──────── Data for processing

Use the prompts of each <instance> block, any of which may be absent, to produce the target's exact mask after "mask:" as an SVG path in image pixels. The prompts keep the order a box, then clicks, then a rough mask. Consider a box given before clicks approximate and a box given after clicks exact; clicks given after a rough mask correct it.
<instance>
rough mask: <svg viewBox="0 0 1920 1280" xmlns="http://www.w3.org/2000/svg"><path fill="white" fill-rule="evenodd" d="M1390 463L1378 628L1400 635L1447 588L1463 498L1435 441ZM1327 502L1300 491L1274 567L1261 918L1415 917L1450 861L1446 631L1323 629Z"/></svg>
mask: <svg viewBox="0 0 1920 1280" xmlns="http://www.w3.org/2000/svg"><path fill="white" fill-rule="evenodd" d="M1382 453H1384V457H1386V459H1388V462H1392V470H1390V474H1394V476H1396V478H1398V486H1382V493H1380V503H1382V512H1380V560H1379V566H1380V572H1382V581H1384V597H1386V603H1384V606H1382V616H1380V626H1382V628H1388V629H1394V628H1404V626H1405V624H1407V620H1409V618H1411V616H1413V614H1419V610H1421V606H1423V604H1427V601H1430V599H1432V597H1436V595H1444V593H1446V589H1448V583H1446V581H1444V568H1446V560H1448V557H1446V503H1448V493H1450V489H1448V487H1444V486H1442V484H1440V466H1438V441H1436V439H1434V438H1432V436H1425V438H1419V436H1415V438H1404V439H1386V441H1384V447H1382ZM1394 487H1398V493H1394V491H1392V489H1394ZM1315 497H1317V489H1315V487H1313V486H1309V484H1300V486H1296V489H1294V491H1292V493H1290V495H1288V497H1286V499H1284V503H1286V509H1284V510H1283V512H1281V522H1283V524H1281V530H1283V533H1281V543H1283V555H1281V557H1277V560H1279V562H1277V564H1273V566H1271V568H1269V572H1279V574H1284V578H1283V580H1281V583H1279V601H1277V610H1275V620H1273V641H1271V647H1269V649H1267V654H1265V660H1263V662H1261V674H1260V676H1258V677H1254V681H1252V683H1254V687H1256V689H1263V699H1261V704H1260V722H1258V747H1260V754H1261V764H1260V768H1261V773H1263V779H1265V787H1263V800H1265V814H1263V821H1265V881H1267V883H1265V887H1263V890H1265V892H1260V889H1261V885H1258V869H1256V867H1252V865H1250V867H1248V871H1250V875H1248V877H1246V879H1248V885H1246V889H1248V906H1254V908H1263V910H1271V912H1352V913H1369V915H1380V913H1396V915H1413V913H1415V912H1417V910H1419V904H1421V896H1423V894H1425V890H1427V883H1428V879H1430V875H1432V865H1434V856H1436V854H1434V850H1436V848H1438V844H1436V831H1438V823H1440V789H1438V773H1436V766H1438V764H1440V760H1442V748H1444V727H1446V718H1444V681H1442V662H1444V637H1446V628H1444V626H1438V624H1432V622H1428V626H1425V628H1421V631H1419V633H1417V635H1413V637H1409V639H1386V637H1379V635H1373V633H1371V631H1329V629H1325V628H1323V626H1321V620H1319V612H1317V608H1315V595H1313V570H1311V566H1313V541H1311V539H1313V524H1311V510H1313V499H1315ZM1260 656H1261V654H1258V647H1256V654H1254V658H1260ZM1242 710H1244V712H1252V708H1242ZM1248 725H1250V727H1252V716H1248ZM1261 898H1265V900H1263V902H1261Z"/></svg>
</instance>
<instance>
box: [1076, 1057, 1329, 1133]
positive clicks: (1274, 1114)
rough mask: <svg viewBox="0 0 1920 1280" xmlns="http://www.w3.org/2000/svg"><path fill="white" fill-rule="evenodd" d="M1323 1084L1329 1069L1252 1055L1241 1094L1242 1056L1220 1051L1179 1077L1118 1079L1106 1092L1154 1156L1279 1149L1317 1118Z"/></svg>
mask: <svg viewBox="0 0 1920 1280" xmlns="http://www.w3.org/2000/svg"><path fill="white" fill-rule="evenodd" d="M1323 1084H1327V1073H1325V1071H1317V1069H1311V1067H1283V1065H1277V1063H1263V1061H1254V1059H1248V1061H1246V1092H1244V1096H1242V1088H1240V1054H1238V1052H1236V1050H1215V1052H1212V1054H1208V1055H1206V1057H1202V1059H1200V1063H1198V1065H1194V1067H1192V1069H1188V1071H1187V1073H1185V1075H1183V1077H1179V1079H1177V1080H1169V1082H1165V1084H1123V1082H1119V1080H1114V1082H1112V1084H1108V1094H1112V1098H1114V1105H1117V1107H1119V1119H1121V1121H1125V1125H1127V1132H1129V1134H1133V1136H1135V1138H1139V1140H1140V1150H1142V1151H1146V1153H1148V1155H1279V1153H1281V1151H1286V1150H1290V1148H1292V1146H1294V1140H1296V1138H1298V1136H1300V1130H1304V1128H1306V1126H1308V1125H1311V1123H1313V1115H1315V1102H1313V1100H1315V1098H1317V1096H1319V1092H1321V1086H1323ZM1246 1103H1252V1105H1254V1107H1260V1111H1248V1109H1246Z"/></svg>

────────────────

**Exercise directions:** Set down all of the data above, word for word.

**Written response:**
Use the prompts of each <instance> block, any of which may be absent, to produce the target's exact mask after "mask:" as an SVG path in image pixels. The prompts keep the order a box, then clicks, then a rough mask. Consider a box given before clicks approximate and a box given after clicks exact; clicks given after a rough mask correct it.
<instance>
rough mask: <svg viewBox="0 0 1920 1280" xmlns="http://www.w3.org/2000/svg"><path fill="white" fill-rule="evenodd" d="M1390 463L1378 628L1400 635L1447 588L1463 498L1435 441ZM1327 502L1300 491L1274 567L1261 918L1415 917L1450 861L1446 631L1323 629Z"/></svg>
mask: <svg viewBox="0 0 1920 1280" xmlns="http://www.w3.org/2000/svg"><path fill="white" fill-rule="evenodd" d="M1382 453H1384V457H1386V459H1388V462H1392V470H1390V474H1394V476H1396V478H1398V486H1382V493H1380V503H1382V512H1380V560H1379V566H1380V572H1382V581H1384V597H1386V603H1384V606H1382V616H1380V626H1382V628H1388V629H1394V628H1404V626H1405V624H1407V620H1409V618H1411V616H1413V614H1419V610H1421V606H1423V604H1427V601H1430V599H1432V597H1436V595H1444V593H1446V589H1448V583H1446V581H1444V568H1446V560H1448V557H1446V503H1448V493H1450V489H1448V487H1444V486H1442V484H1440V466H1438V441H1436V439H1434V438H1432V436H1425V438H1419V436H1415V438H1404V439H1386V441H1384V447H1382ZM1394 487H1398V493H1394V491H1392V489H1394ZM1315 497H1317V489H1315V487H1313V486H1309V484H1300V486H1296V489H1294V491H1292V493H1290V495H1288V497H1286V499H1284V503H1286V509H1284V510H1283V512H1281V522H1283V524H1281V530H1283V533H1281V543H1283V555H1281V557H1277V560H1279V562H1277V564H1273V566H1271V568H1269V572H1279V574H1284V578H1283V580H1281V583H1279V601H1277V610H1275V620H1273V641H1271V647H1269V649H1267V654H1265V660H1263V662H1261V674H1260V676H1258V677H1254V681H1252V683H1254V687H1256V689H1263V699H1261V704H1260V722H1258V747H1260V754H1261V764H1260V768H1261V773H1263V779H1265V787H1263V800H1265V814H1263V821H1265V881H1267V883H1265V887H1263V890H1265V892H1260V889H1261V885H1258V869H1256V867H1252V865H1250V867H1248V871H1250V875H1248V877H1246V879H1248V885H1246V889H1248V906H1254V908H1263V910H1271V912H1352V913H1369V915H1380V913H1396V915H1413V913H1415V912H1417V910H1419V904H1421V896H1423V894H1425V890H1427V883H1428V879H1430V875H1432V865H1434V856H1436V854H1434V850H1436V848H1438V844H1436V831H1438V823H1440V789H1438V773H1436V766H1438V764H1440V760H1442V748H1444V727H1446V718H1444V681H1442V662H1444V637H1446V628H1444V626H1438V624H1432V622H1428V626H1425V628H1421V631H1419V633H1417V635H1413V637H1409V639H1386V637H1379V635H1373V633H1371V631H1329V629H1325V628H1323V626H1321V620H1319V612H1317V608H1315V595H1313V570H1311V566H1313V541H1311V539H1313V524H1311V510H1313V499H1315ZM1260 656H1261V654H1258V647H1256V654H1254V658H1260ZM1242 710H1244V712H1252V708H1242ZM1248 725H1250V727H1252V716H1248ZM1261 898H1265V900H1263V902H1261Z"/></svg>
</instance>
<instance>
box: [1076, 1057, 1329, 1133]
positive clicks: (1274, 1114)
rough mask: <svg viewBox="0 0 1920 1280" xmlns="http://www.w3.org/2000/svg"><path fill="white" fill-rule="evenodd" d="M1323 1084L1329 1069L1252 1055L1241 1094L1242 1056L1220 1051L1179 1077L1118 1079L1106 1092L1154 1156L1279 1149L1317 1118Z"/></svg>
mask: <svg viewBox="0 0 1920 1280" xmlns="http://www.w3.org/2000/svg"><path fill="white" fill-rule="evenodd" d="M1323 1084H1327V1073H1325V1071H1317V1069H1311V1067H1283V1065H1277V1063H1263V1061H1254V1059H1248V1061H1246V1092H1244V1096H1242V1088H1240V1054H1238V1052H1236V1050H1215V1052H1212V1054H1208V1055H1206V1057H1202V1059H1200V1063H1198V1065H1194V1067H1192V1069H1188V1071H1187V1073H1185V1075H1183V1077H1179V1079H1177V1080H1169V1082H1165V1084H1123V1082H1119V1080H1114V1082H1112V1084H1108V1094H1112V1098H1114V1105H1117V1107H1119V1119H1121V1121H1125V1125H1127V1132H1129V1134H1133V1136H1135V1138H1139V1140H1140V1150H1142V1151H1146V1153H1148V1155H1279V1153H1281V1151H1286V1150H1290V1148H1292V1146H1294V1140H1296V1138H1298V1136H1300V1130H1304V1128H1306V1126H1308V1125H1311V1123H1313V1115H1315V1102H1313V1100H1315V1098H1317V1096H1319V1092H1321V1086H1323ZM1246 1103H1252V1105H1254V1107H1260V1111H1248V1109H1246Z"/></svg>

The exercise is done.